■ Task goal
I'd like the entries repeated exactly, pictures omitted.

■ Listed entries
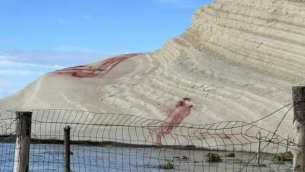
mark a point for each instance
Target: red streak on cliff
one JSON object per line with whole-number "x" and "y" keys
{"x": 95, "y": 70}
{"x": 174, "y": 118}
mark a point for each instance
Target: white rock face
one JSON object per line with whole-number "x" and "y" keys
{"x": 236, "y": 62}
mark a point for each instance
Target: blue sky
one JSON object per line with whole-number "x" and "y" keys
{"x": 38, "y": 36}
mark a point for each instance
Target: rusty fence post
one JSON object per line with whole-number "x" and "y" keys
{"x": 23, "y": 141}
{"x": 298, "y": 96}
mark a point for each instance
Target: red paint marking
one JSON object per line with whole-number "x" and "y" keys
{"x": 181, "y": 110}
{"x": 95, "y": 70}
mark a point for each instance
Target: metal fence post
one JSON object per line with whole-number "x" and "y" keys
{"x": 23, "y": 141}
{"x": 298, "y": 95}
{"x": 259, "y": 136}
{"x": 67, "y": 148}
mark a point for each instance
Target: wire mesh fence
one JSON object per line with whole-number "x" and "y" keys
{"x": 117, "y": 142}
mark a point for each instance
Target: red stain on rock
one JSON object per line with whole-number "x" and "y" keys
{"x": 175, "y": 116}
{"x": 95, "y": 70}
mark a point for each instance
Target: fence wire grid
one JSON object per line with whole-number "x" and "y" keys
{"x": 116, "y": 142}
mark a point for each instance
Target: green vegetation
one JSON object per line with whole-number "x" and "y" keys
{"x": 287, "y": 156}
{"x": 232, "y": 154}
{"x": 212, "y": 157}
{"x": 184, "y": 157}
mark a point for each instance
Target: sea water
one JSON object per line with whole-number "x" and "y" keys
{"x": 50, "y": 158}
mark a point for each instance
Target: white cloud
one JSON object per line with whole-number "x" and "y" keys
{"x": 19, "y": 73}
{"x": 7, "y": 63}
{"x": 49, "y": 58}
{"x": 18, "y": 68}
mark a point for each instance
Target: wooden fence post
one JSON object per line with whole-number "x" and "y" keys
{"x": 67, "y": 148}
{"x": 298, "y": 95}
{"x": 259, "y": 136}
{"x": 23, "y": 140}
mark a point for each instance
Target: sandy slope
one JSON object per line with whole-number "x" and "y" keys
{"x": 237, "y": 61}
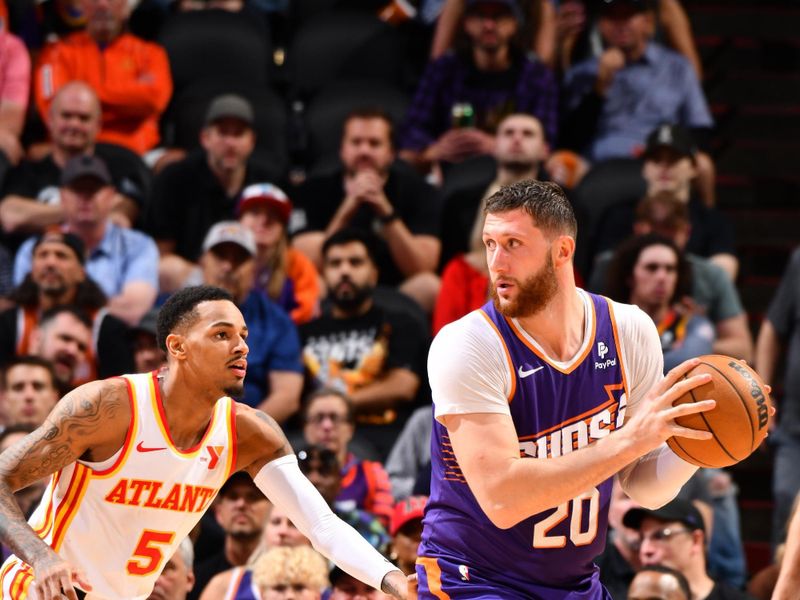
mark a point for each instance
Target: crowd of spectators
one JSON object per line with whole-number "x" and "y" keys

■ Expected answer
mark a point for each instance
Target: red streak on cliff
one JSON object per line with whole-number "x" and "y" keys
{"x": 95, "y": 70}
{"x": 174, "y": 118}
mark a point for each instance
Target: white rock face
one JSON object per line with whole-number "x" and "y" keys
{"x": 236, "y": 62}
mark a point for each instance
Target: blue sky
one JSON object per line with whole-number "x" and "y" keys
{"x": 38, "y": 36}
mark a point for each instance
Target: rusty fence post
one JSON object per line with whole-number "x" and "y" keys
{"x": 23, "y": 141}
{"x": 298, "y": 96}
mark a point for each instance
Target: red paint marking
one JSON object per line with whole-number "x" and "y" keys
{"x": 181, "y": 110}
{"x": 95, "y": 70}
mark a point for each instance
Target: metal fence post
one JSON object per line with whole-number "x" and "y" keys
{"x": 23, "y": 141}
{"x": 298, "y": 95}
{"x": 259, "y": 136}
{"x": 67, "y": 148}
mark a point for each instance
Target: wire mesh fence
one JSON object per line with whole-number "x" and "y" keys
{"x": 117, "y": 142}
mark a point for each instance
Target: red stain on rock
one JSON object per line with whole-number "x" and "y" keys
{"x": 175, "y": 116}
{"x": 95, "y": 70}
mark a point for each instance
Target: fence wire grid
one JSON object per line with whole-number "x" and "y" keys
{"x": 116, "y": 142}
mark a point for each instance
Target: green vegetation
one JSON object per line with whole-number "x" and "y" keys
{"x": 287, "y": 156}
{"x": 232, "y": 154}
{"x": 212, "y": 157}
{"x": 184, "y": 157}
mark a point for each instance
Target: sea water
one JSON object per line with whole-number "x" and "y" keys
{"x": 50, "y": 158}
mark a point for each instance
Target: white cloud
one JSON object per line with whole-number "x" and "y" keys
{"x": 19, "y": 73}
{"x": 7, "y": 63}
{"x": 49, "y": 58}
{"x": 18, "y": 68}
mark a point for each instance
Target: wooden fence post
one JSON object per line with whole-number "x" and "y" keys
{"x": 67, "y": 148}
{"x": 298, "y": 95}
{"x": 259, "y": 136}
{"x": 23, "y": 140}
mark a point for each instance
Target: sandy slope
one JSON object per line with whole-number "x" and "y" keys
{"x": 237, "y": 61}
mark a point for each instance
Target: crowd of spectators
one JSON object per line with whole-number "x" and "y" keys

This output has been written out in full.